● Dataset rows:

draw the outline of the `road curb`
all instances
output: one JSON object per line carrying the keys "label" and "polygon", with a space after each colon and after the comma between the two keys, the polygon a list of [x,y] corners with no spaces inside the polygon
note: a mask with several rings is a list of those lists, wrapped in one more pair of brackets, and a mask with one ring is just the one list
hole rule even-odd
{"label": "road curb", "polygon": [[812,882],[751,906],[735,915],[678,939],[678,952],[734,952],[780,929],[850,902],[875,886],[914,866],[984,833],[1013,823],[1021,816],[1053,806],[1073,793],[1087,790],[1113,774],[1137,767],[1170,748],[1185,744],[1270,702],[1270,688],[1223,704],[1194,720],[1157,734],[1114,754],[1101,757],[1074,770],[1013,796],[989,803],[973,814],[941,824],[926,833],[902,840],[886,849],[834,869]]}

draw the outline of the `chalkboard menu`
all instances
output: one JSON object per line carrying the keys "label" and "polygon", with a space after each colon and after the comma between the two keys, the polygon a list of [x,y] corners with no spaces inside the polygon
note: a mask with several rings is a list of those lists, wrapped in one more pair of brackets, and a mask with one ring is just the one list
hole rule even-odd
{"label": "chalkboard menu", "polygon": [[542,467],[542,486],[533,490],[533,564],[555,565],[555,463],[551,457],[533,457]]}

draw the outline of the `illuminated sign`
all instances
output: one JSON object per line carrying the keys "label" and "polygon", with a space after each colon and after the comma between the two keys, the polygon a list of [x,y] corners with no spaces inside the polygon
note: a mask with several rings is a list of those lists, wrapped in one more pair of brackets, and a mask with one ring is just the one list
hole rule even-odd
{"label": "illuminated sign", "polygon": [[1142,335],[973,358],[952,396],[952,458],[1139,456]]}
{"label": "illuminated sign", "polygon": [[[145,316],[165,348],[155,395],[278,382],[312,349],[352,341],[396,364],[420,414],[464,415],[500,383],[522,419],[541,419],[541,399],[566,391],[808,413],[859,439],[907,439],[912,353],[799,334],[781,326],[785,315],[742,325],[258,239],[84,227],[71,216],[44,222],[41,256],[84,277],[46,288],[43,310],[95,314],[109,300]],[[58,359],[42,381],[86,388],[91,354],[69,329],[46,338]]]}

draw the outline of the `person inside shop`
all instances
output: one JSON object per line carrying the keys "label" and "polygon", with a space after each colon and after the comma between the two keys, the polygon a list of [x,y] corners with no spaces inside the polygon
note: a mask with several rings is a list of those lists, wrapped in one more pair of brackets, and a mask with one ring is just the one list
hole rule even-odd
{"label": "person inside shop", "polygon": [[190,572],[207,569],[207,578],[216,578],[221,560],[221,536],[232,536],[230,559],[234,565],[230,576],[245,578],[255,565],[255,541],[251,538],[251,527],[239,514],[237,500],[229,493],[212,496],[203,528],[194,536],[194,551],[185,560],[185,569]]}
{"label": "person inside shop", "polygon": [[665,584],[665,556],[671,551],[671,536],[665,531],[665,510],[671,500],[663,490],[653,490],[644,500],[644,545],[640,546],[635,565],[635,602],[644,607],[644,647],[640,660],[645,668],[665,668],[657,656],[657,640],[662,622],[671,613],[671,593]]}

● Task prompt:
Could you reproduce every record above exactly as it appears?

● In response:
draw the outline of the `road curb`
all instances
output: one JSON object per line carrying the keys "label" and "polygon", with a space after each colon and after the comma between the two keys, the polygon a list of [x,y] corners with no spaces inside the polygon
note: a mask with several rings is a list of those lists, wrapped in one more pair of brackets, and a mask with one ring is just the one list
hole rule even-odd
{"label": "road curb", "polygon": [[812,882],[751,906],[735,915],[678,939],[678,952],[734,952],[780,929],[850,902],[875,886],[914,866],[984,833],[1013,823],[1021,816],[1053,806],[1073,793],[1087,790],[1113,774],[1137,767],[1170,748],[1185,744],[1270,702],[1270,688],[1223,704],[1194,720],[1157,734],[1114,754],[1101,757],[1074,770],[1013,796],[989,803],[973,814],[941,824],[926,833],[902,840],[886,849],[834,869]]}

draw the outline of the `chalkboard menu`
all instances
output: one JSON object per line carrying the keys "label" and "polygon", with a space after each colon and after the comma between the two keys, the polygon a list of [x,y] corners with no spaces inside the polygon
note: a mask with several rings is a list of those lists, wrapped in one more pair of brackets, and a mask with one ring is just the one list
hole rule even-odd
{"label": "chalkboard menu", "polygon": [[542,467],[542,486],[533,490],[533,564],[555,565],[555,463],[551,457],[533,457]]}

draw the outline of the `illuminated sign`
all instances
output: one JSON object per line carrying the keys "label" and "polygon", with a space after each colon and after the comma between the two keys, the polygon a list of [x,y] corners with no spaces inside the polygon
note: a mask with several rings is a list of those lists, wrapped in one more pair of brackets, and a mask with one ring is just the one list
hole rule even-odd
{"label": "illuminated sign", "polygon": [[1142,335],[973,358],[952,396],[952,458],[1139,456]]}
{"label": "illuminated sign", "polygon": [[[145,316],[165,348],[155,395],[278,382],[312,349],[352,341],[396,364],[420,414],[464,415],[500,383],[522,419],[541,419],[541,399],[566,391],[808,413],[859,439],[907,439],[912,353],[799,334],[781,326],[785,315],[742,325],[258,239],[84,227],[71,216],[44,222],[41,256],[84,277],[46,288],[43,310],[95,314],[109,300]],[[58,359],[42,381],[86,388],[91,354],[69,329],[46,338]]]}

draw the outline of the `person inside shop`
all instances
output: one JSON object per line carrying the keys "label" and "polygon", with a space after each colon and after the comma between the two keys, the polygon a list of [x,y] corners with no spaces inside the polygon
note: a mask with several rings is a list of those lists, wrapped in one more pair of brackets, and a mask with one ring is just the one list
hole rule even-odd
{"label": "person inside shop", "polygon": [[190,572],[207,569],[207,578],[216,578],[221,560],[221,536],[232,536],[230,559],[234,565],[230,576],[245,578],[255,565],[255,541],[251,538],[251,527],[239,514],[237,500],[229,493],[212,496],[203,528],[194,536],[194,551],[185,560],[185,569]]}
{"label": "person inside shop", "polygon": [[665,584],[665,556],[671,551],[671,536],[665,531],[665,510],[671,500],[663,490],[653,490],[644,500],[644,545],[640,546],[635,565],[635,602],[644,607],[644,647],[640,660],[645,668],[665,668],[657,656],[657,640],[662,622],[671,613],[671,593]]}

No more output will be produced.